● Source records:
--- --- ---
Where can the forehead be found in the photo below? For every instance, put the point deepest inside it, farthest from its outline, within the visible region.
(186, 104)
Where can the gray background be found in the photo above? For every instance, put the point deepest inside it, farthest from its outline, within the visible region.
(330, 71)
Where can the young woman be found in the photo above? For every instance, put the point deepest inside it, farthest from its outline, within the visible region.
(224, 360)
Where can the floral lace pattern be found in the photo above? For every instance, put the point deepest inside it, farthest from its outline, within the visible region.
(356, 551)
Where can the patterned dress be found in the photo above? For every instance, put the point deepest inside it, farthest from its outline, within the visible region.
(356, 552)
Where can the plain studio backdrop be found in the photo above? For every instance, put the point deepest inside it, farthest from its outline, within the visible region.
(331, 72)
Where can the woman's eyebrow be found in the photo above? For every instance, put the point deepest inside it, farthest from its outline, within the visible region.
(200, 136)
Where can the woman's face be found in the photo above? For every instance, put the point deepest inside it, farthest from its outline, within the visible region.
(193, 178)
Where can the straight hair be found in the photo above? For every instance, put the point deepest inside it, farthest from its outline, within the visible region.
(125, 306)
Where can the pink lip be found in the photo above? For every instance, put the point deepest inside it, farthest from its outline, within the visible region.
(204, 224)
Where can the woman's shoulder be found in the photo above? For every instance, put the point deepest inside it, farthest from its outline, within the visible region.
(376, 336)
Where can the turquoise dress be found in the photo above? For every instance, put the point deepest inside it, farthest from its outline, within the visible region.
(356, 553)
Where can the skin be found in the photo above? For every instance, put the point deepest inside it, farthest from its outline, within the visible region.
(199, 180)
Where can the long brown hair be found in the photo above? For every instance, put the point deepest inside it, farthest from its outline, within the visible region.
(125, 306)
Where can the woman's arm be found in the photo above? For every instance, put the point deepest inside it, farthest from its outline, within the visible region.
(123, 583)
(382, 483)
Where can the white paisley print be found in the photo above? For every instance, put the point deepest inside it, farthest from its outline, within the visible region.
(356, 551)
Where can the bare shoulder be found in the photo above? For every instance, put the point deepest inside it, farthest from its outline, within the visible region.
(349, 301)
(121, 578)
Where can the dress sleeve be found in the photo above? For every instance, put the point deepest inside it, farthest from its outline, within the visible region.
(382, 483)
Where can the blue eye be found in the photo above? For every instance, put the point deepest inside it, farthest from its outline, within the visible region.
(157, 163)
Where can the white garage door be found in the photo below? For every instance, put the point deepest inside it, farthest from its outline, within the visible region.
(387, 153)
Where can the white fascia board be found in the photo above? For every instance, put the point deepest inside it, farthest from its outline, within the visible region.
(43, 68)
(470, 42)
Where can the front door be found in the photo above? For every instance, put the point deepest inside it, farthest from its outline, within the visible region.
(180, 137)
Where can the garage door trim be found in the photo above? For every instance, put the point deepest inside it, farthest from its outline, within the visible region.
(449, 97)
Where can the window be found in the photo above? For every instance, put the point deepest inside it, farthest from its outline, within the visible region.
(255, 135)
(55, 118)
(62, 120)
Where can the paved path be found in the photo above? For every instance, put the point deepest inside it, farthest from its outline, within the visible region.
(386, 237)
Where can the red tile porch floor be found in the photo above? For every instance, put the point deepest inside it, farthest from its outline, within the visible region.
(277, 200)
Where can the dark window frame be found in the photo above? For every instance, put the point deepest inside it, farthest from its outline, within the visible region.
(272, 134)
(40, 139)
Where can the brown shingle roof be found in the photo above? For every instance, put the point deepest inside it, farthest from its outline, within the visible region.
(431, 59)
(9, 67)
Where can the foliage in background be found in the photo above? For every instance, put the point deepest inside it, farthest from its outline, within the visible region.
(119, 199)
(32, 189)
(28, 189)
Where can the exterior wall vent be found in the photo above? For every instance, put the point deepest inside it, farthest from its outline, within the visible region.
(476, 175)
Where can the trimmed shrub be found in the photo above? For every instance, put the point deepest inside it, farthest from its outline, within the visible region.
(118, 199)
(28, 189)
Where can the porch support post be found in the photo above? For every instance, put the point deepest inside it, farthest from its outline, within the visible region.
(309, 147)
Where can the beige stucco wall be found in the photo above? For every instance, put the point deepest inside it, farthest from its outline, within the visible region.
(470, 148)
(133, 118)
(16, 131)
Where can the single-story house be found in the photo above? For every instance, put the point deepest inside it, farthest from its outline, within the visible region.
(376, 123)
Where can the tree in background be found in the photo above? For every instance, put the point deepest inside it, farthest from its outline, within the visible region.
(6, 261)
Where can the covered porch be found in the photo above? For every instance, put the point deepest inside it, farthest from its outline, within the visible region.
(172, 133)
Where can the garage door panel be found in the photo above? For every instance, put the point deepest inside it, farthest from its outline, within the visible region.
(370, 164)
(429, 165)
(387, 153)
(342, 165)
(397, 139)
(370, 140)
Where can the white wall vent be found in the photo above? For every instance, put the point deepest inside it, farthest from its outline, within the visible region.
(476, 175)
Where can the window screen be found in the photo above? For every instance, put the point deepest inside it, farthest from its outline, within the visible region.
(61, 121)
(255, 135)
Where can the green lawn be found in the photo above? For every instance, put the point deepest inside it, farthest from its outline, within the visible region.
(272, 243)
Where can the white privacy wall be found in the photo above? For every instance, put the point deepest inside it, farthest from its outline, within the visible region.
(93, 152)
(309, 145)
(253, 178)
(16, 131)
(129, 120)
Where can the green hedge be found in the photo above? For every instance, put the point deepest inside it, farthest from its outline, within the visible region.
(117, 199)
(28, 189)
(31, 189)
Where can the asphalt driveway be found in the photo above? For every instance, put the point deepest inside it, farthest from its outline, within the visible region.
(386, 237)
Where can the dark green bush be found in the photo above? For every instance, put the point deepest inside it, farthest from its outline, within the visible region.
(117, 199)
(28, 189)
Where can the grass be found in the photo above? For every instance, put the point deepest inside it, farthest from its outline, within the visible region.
--- --- ---
Return what is listed above, exactly and completely.

Where can the forehead be found in the photo below? For every instance, put the point deepest inside it, farthest from its outline, within the visible region.
(186, 104)
Where can the gray background be found in the photo above? For every instance, put the point deepest inside it, farthest from its outline, within the visible region.
(330, 71)
Where can the young woman be found in the photo above? For every instance, put the point deepest inside it, farthest from its outline, within the visible region.
(224, 360)
Where can the floral lace pattern be found in the photo above? For every instance, put the point deepest inside it, farthest from its outline, within the visible region.
(356, 551)
Where can the patterned dress be found in the photo above? For every instance, put the point deepest inside it, farthest from its outline, within the visible region.
(356, 552)
Where can the plain studio backdrop be found in the photo above? For every instance, put the point deepest inside it, farthest from its outline, within the visible region.
(331, 72)
Where can the woman's eyebrow be found in the photo above? For every instance, put the point deepest inside it, farthest from its outline, within the visible region.
(200, 136)
Where can the woman's face be found in the photo above? For every instance, put the point deepest inside it, farthest from its outline, within the visible region.
(193, 178)
Where can the straight hair be found in the photo above? For every instance, put the point deepest inside it, farthest from its outline, within the visible region.
(125, 306)
Where can the pink lip be found in the photo above? For every instance, put the point deepest inside it, farthest from its outline, within the visible region.
(204, 224)
Where can the woman's shoulder be found in the photo above? For every instance, put the point deepest inside it, farthest from its outline, within the visible region.
(376, 336)
Where can the turquoise dress be found in the photo above? For every instance, put the point deepest inside it, farthest from its outline, within the visible region.
(356, 553)
Where can the skin be found in the photo above? For every instance, put the point deepest inside it, farthest from its outline, within the visible region.
(199, 180)
Where can the long brown hair be found in the photo above? For every instance, put the point deepest inside it, farthest from its outline, within the visible region.
(125, 306)
Where can the woman's arm be found in the photo above? For every instance, put the point deepest inside it, farthest from its outline, within the visible region.
(123, 583)
(382, 483)
Where can the white paisley print be found in the photo above? For every instance, put the point deepest inside it, farthest from its outline, within the visible region.
(356, 551)
Where can the bare shoulder be found in the photo above? For every instance, put the point deepest inside it, farthest from its outline, within the visible region.
(349, 301)
(121, 578)
Where can the dress sleeve be found in the photo above? For every instance, put the point deepest inside it, farthest from its outline, within the visible region.
(382, 483)
Where can the blue eye be found in the photo above? For every instance, put the point deepest inside it, farthest from its outline, within the visible region.
(157, 163)
Where can the white garage door be found in the photo below? For every instance, put the point deepest inside it, farthest from its outline, within the visible region.
(387, 153)
Where can the white fascia board be found in the photo above? For every instance, put the point deepest inside it, farthest from its outline, within the visible region.
(43, 68)
(470, 42)
Where can the front door be found in the photo above? For every instance, put the point deepest inside it, farthest from its outline, within the visible region.
(180, 137)
Where can the garage door trim be found in the photo above? For every instance, put the point deepest inside it, farthest from its outline, within the visible region.
(449, 97)
Where can the window be found in the photo above? For every instance, put the point deepest inside it, farthest from its outline, within the visible region.
(255, 135)
(55, 118)
(62, 120)
Where can the paved path be found in the photo above? For every instance, put the point deepest inside it, farthest from its outline, within the visible region.
(386, 237)
Where can the red tile porch floor be found in the photo above? For every instance, put the point deepest inside it, farthest from its outline, within the visible region.
(277, 200)
Where can the dark window frame be found in the photo above? For every instance, put the point deepest inside it, farthest from its outline, within the visible region.
(272, 134)
(40, 139)
Where can the brown shingle roof be found in the photo above? For every instance, put the point deepest inside it, farthest from its outline, within the visible region.
(431, 59)
(9, 67)
Where can the foliage in background be found in the photo above? For every instance, put the point deepest inside it, farthest from its outline, within the visible region.
(119, 199)
(32, 189)
(28, 189)
Where can the exterior wall vent be found in the photo above? For every instance, put the point deepest inside it, farthest from its outline, within the visible region.
(476, 175)
Where can the trimmed shrub be found in the photo above? For every instance, put the point deepest inside it, farthest from its outline, within the visible region.
(118, 199)
(28, 189)
Where can the porch support post be found in the photo above? For every instance, put the point deepest inside it, farthest from its outline, within the visible region.
(309, 147)
Where can the beige stucco wall be found in the photo above? For every instance, put the point deepest inside it, farthest from its outline, within the visible region.
(470, 148)
(133, 118)
(16, 131)
Where can the single-story house be found in the photo above? For every instance, put the point deepest inside it, farthest from its outline, within the visible region.
(376, 123)
Where can the tree in background be found in the photo above? For every instance, put the point deepest inside it, farthest from its outline, within the visible region.
(6, 261)
Where can the covered porch be found in the photo above? For every instance, put the point deepest inside it, farthest from its outline, within the visible region.
(172, 133)
Where can the garage door panel be found in the photo above? For every instance, put the point deepest inside it, farthest from its outline, within the visible region.
(370, 164)
(429, 165)
(387, 153)
(342, 165)
(397, 139)
(370, 140)
Where can the white wall vent be found in the photo above? For every instance, put the point deepest inside it, farthest from its outline, within the visible region.
(476, 175)
Where can the window screen be found in the photo above? For every instance, put the point deepest inside it, farthest from its outline, within the visible region.
(61, 121)
(255, 135)
Where can the green lawn be found in the photo above? For every instance, put the point deepest inside it, farthest from its outline, within the visible region.
(272, 243)
Where can the white privacy wall be found in the photo above? For every instance, put the point deepest inside it, farthest from its outline, within the visible region.
(93, 152)
(309, 145)
(253, 178)
(16, 131)
(129, 120)
Where can the green hedge be found in the photo above? For every instance, put the point deepest inside it, farthest from its outline, within the visible region.
(117, 199)
(28, 189)
(31, 189)
Where can the asphalt driveway be found in the photo above? For every instance, put the point deepest inside it, farthest from its outline, within the visible region.
(386, 237)
Where can the dark green bush be found in the photo above? For every instance, put the point deepest inside it, farthest from its outline, within the visible region.
(117, 199)
(28, 189)
Where can the grass be found in the photo above? For every instance, put the point deepest inside it, farthest from its outline, within the visible region.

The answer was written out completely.